§ Required task
Give the records from their start up to and including the first line containing "477), (420, 181)]" as a Markdown table with the columns Nr and Line, leaving out blank lines.

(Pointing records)
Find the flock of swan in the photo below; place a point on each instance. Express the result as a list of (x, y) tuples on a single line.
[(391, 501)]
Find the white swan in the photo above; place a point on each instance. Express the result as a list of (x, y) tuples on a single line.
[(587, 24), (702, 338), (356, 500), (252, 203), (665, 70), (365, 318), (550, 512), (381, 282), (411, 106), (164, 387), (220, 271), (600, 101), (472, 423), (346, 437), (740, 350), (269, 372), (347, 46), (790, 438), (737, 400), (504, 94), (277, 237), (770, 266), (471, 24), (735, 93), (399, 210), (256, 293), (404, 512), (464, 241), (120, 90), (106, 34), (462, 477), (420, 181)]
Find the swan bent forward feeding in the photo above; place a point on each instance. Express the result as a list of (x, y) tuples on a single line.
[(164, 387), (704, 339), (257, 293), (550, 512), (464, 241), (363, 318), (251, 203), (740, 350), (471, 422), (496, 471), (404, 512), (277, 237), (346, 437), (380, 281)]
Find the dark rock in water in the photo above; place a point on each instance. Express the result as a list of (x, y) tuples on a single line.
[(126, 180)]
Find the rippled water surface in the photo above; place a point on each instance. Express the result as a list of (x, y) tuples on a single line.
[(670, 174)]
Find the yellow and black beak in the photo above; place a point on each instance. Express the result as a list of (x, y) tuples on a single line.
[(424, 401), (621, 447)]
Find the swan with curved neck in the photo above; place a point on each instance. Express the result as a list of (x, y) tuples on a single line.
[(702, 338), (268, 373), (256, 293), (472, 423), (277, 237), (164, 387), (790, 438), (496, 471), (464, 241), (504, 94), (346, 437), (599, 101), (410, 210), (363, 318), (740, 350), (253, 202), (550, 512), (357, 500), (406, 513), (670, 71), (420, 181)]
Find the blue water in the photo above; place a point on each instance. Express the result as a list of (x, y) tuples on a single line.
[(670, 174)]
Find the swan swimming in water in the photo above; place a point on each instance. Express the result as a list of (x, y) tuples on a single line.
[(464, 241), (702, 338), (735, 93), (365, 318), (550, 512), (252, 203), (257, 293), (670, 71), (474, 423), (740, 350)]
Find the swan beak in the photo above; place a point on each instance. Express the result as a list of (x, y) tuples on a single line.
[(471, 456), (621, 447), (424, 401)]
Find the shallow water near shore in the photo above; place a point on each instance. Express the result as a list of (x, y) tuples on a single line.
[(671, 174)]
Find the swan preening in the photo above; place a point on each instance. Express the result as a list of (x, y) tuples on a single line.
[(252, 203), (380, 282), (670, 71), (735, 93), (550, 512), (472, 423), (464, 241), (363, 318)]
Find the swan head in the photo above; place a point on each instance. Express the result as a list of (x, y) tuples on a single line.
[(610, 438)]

§ Task output
| Nr | Line |
|---|---|
| 1 | Find the flock of swan in the photo below; place a point on each instance. Express the result as a list of (x, y) tuples on a single line. |
| 2 | [(391, 501)] |
| 3 | Find the white swan in the photo above; place a point on each instance. Express the result as a list of (x, y) tuples on a single line. |
| 4 | [(587, 24), (702, 338), (356, 500), (252, 203), (665, 70), (365, 318), (550, 512), (381, 282), (411, 106), (164, 387), (220, 271), (600, 101), (472, 423), (346, 437), (740, 350), (269, 372), (347, 46), (790, 438), (737, 400), (504, 94), (277, 237), (770, 266), (471, 24), (735, 93), (399, 210), (256, 293), (404, 512), (464, 241), (120, 90), (106, 34), (462, 477), (420, 181)] |